All of the entries must be output exactly as they are.

Excerpts from a dataset:
══════════

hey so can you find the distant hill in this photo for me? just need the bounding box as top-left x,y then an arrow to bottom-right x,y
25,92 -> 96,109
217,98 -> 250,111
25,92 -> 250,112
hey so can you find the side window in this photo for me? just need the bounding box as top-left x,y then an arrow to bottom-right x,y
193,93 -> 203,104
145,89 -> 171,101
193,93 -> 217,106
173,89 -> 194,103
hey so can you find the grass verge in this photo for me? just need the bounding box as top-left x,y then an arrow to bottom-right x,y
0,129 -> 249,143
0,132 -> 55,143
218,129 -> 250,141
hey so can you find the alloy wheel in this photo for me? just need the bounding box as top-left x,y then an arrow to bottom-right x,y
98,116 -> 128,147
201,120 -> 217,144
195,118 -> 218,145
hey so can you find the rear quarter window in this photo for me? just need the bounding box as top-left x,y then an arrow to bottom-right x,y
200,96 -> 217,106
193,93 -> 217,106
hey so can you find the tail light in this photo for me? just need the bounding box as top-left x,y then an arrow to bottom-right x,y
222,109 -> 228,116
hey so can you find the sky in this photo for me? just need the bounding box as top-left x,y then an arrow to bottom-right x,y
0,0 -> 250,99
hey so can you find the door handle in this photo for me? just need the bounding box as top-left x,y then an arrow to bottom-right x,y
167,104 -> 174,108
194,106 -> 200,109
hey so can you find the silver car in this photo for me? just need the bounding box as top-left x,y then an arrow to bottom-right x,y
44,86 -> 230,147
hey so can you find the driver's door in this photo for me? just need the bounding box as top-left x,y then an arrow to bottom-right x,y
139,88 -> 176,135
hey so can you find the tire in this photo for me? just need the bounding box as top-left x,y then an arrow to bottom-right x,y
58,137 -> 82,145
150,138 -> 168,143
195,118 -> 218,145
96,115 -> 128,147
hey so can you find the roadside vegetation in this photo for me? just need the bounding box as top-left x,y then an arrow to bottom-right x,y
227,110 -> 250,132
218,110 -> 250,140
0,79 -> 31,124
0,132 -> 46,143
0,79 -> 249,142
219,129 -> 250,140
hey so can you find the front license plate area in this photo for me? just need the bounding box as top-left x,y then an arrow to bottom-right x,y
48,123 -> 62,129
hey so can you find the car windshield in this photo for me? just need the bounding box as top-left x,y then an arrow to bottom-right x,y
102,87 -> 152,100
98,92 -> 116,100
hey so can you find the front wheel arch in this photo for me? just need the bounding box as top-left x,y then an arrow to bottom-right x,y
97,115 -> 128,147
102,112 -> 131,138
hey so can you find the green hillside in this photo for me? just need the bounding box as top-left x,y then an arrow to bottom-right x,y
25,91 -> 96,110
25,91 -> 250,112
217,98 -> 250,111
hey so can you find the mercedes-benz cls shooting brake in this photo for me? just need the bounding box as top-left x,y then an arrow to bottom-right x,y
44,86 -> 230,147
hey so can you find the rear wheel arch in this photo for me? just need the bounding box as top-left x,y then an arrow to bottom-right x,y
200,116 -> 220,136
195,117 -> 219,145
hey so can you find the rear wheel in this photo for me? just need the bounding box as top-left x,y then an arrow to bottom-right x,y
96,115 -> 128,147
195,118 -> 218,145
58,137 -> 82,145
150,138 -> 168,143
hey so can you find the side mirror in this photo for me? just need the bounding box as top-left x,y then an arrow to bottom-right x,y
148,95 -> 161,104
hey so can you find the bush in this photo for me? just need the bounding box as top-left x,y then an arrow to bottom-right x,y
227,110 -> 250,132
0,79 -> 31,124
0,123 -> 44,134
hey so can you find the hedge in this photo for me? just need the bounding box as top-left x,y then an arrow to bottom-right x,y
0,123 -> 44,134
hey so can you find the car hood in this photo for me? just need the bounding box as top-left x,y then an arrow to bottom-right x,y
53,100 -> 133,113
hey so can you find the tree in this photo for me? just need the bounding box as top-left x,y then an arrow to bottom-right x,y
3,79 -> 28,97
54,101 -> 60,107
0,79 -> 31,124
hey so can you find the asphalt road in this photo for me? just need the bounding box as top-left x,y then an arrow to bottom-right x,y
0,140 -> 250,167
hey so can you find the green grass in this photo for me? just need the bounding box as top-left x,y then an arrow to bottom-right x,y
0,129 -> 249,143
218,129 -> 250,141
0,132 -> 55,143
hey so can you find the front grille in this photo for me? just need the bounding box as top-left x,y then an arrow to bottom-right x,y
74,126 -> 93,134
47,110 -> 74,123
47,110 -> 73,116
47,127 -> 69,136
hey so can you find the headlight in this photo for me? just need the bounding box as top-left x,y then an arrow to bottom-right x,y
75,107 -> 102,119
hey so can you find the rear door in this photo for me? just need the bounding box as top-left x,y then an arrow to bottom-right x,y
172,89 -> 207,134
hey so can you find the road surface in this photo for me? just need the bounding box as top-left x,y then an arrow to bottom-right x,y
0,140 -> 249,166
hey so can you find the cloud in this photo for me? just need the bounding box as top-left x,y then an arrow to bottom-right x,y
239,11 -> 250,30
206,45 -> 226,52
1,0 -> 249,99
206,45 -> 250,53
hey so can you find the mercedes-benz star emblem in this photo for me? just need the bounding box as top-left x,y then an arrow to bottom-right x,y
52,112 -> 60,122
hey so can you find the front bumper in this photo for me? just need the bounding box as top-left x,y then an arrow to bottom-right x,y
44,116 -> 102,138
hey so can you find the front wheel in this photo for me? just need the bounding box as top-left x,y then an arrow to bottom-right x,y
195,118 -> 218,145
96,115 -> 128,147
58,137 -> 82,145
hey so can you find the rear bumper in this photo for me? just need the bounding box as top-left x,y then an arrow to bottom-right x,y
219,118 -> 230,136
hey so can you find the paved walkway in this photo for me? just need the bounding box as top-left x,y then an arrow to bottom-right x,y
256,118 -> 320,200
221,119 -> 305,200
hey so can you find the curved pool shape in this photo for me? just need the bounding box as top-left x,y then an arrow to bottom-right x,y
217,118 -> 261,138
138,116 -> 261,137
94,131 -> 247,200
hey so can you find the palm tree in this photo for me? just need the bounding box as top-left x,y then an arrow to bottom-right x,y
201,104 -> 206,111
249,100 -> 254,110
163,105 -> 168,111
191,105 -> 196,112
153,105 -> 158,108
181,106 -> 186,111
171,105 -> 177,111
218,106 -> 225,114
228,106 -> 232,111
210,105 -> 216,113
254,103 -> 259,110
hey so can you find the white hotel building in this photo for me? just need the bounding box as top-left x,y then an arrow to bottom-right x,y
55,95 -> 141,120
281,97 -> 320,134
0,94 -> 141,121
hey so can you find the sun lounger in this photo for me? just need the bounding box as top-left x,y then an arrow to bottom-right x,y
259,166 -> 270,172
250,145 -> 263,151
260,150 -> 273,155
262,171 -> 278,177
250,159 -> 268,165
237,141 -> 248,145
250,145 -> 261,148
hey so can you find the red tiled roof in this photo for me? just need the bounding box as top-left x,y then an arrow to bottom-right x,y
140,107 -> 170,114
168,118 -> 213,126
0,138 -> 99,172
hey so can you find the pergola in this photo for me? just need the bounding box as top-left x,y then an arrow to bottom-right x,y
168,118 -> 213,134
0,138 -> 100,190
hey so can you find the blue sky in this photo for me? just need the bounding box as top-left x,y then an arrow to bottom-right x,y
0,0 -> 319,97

══════════

▸ **Output for this task**
hey so can you find the distant hill in this photo for me? just need the bounding box as top-left x,y then an arrow to bottom-right x,y
25,92 -> 96,109
217,98 -> 250,111
25,92 -> 250,112
hey so can you find the side window in this photo for me? just need the bounding box as top-left x,y then an arrow to bottom-right x,y
193,93 -> 203,104
145,89 -> 171,101
193,93 -> 217,106
173,89 -> 194,103
hey so can you find the grass verge in this photo for me? just need the bounding box as top-left x,y then an arrow to bottom-right x,y
0,129 -> 249,143
0,132 -> 55,143
218,129 -> 250,141
hey so can you find the alloy wheel in this photo for me? just need the bounding box as top-left x,y then an arrow to bottom-right x,y
98,116 -> 128,147
201,120 -> 217,144
195,118 -> 218,145
hey so can you find the rear quarter window in this photo for me? just need the bounding box as top-left x,y then an arrow to bottom-right x,y
200,96 -> 217,106
193,93 -> 217,106
hey so can you find the tail light in this photo for me? just need the bounding box as top-left x,y then an arrow to bottom-right x,y
222,109 -> 228,116
hey so can you find the sky in this photo for me? just need the bounding box as top-left x,y then an arrow to bottom-right x,y
0,0 -> 250,99
hey so can you find the door handle in this photo for me? just need the bounding box as top-left x,y then an arrow to bottom-right x,y
167,104 -> 174,108
194,106 -> 200,109
hey so can you find the silver car in this photo for me? just need the bounding box as top-left x,y then an arrow to bottom-right x,y
44,86 -> 230,147
hey so can you find the driver's door in this photo for me? just need the bounding box as top-left x,y then an arrow to bottom-right x,y
139,88 -> 176,135
hey so can you find the tire in this photo for me? just need the bounding box as top-left x,y then an arrow to bottom-right x,y
58,137 -> 82,145
150,138 -> 168,143
195,118 -> 218,145
96,115 -> 128,147
hey so can you find the roadside vegetation in this photo for me? just need the bounding box as top-left x,y then an arrow to bottom-right x,y
227,110 -> 250,132
218,110 -> 250,140
0,79 -> 31,124
0,132 -> 46,143
0,79 -> 249,142
219,129 -> 250,140
hey so can you find the front license plate area in this photo for me? just need the bounding box as top-left x,y then an arrow to bottom-right x,y
48,123 -> 62,129
hey so can you find the car windshield in this photo for me? just need the bounding box as top-left x,y then an arrow to bottom-right x,y
102,87 -> 152,100
98,92 -> 116,100
hey so can you find the front wheel arch in this photo for me? just need the bounding box as top-left x,y then an arrow to bottom-right x,y
97,115 -> 128,147
102,112 -> 131,138
hey so can you find the green hillside in this photo for me? just need the bounding box as top-left x,y then an arrow to bottom-right x,y
25,91 -> 96,110
25,91 -> 250,112
217,98 -> 250,111
hey so can you find the mercedes-benz cls shooting brake in this photo for me? just need the bounding box as top-left x,y then an arrow to bottom-right x,y
44,86 -> 230,147
hey so can you find the rear wheel arch in this photo for me? just need the bounding box as top-left x,y then an arrow to bottom-right x,y
200,116 -> 220,136
195,117 -> 219,145
hey so can you find the rear wheel in this photo for me? just need the bounding box as top-left x,y then an arrow to bottom-right x,y
96,115 -> 128,147
195,118 -> 218,145
58,137 -> 82,145
150,138 -> 168,143
hey so can you find the side mirror in this photo for me? just need the bounding box as top-left x,y then an arrow to bottom-right x,y
148,95 -> 161,104
hey so can you find the bush in this photo for me? just need the bounding box as top-left x,y then an arrow to bottom-right x,y
227,110 -> 250,132
0,79 -> 31,124
0,123 -> 44,134
hey so can you find the hedge in this photo for me? just need the bounding box as top-left x,y then an arrow to bottom-right x,y
0,123 -> 44,134
hey so can you find the car hood in this photo for me? just need the bounding box as top-left x,y then an arrow to bottom-right x,y
53,100 -> 133,113
hey so can you find the tree in this photo for me? just need the bounding box as top-left x,y then an arrow to bottom-right x,y
3,79 -> 28,97
54,101 -> 60,107
0,79 -> 31,124
hey so can you find the asphalt road in this photo for me? just need the bounding box as top-left x,y then an arrow to bottom-right x,y
0,140 -> 250,167
hey so can you find the green grass in this photo for me? just need the bounding box as top-left x,y then an arrow to bottom-right x,y
0,129 -> 249,143
218,129 -> 250,141
0,132 -> 55,143
hey so can you find the front grille in this photo for me? just need the bounding box as top-left x,y then an arrow to bottom-right x,y
74,126 -> 93,134
47,110 -> 74,123
47,110 -> 73,116
47,127 -> 69,136
hey so can you find the headlight in this photo for me? just need the bounding box as top-left x,y then an arrow to bottom-right x,y
75,107 -> 102,119
hey so can you find the rear door in this photo for me? just need the bounding box as top-left x,y then an arrow to bottom-right x,y
172,89 -> 207,134
hey so can you find the road surface in this photo for me? just need the bounding box as top-left x,y then an arrow to bottom-right x,y
0,140 -> 249,166
hey so can you find the cloud in this photo for me? just need the bounding box as top-left x,y then an arrow to bottom-right x,y
239,11 -> 250,30
206,45 -> 226,52
1,0 -> 249,99
206,45 -> 250,53
hey so can you find the mercedes-benz star emblem in this photo for me? just need the bounding box as top-left x,y then an arrow to bottom-right x,y
52,112 -> 60,122
hey so can you find the front bumper in this photo for me? just need the bounding box as top-left x,y then an arrow to bottom-right x,y
44,116 -> 102,138
hey so can you find the front wheel in this photo for me? just need the bounding box as top-left x,y then an arrow to bottom-right x,y
195,118 -> 218,145
96,115 -> 128,147
58,137 -> 82,145
hey so can you find the rear bumper in this photo for me? just need the bounding box as top-left x,y then an arrow to bottom-right x,y
219,118 -> 230,136
hey so can you find the paved walkway in this photo for me? just need the bounding box as top-left x,y then an arrow to bottom-right x,y
256,118 -> 320,200
221,119 -> 305,200
hey so can you find the curved pool shape in this photo for me? just need the bounding box as top-left x,y then an arrow to bottom-right x,y
217,118 -> 261,138
138,116 -> 261,137
94,131 -> 247,200
hey so can you find the palm tree in this photo for me? just need the bounding box as top-left x,y then an arrow to bottom-right x,y
201,104 -> 206,111
249,100 -> 254,110
163,105 -> 168,111
191,105 -> 196,112
153,105 -> 158,108
181,106 -> 186,111
171,105 -> 177,111
218,106 -> 225,114
228,106 -> 232,111
210,105 -> 216,113
254,103 -> 259,110
hey so can you find the white hotel building in this photo for me? just need the bounding box as top-left x,y then an arrow to bottom-right x,y
55,95 -> 141,120
281,97 -> 320,134
0,94 -> 141,121
hey so can you find the sun lounger in this photo for me? just need the bounding box as top-left x,y then an arrow to bottom-right x,y
259,166 -> 270,172
250,145 -> 263,151
260,150 -> 273,155
262,171 -> 278,177
250,159 -> 268,165
237,141 -> 248,145
250,145 -> 261,148
hey so can you find the red tiled roof in this photo for me? just need the bounding box as top-left x,y then an arrow to bottom-right x,y
140,107 -> 170,114
168,118 -> 213,126
0,138 -> 99,172
hey so can you find the pergola in this photo for me? just need the bounding box as top-left x,y then an arrow to bottom-right x,y
168,118 -> 213,134
0,138 -> 100,190
hey so can you find the blue sky in this photo for me? just need the bounding box as top-left x,y then an arrow to bottom-right x,y
0,0 -> 319,97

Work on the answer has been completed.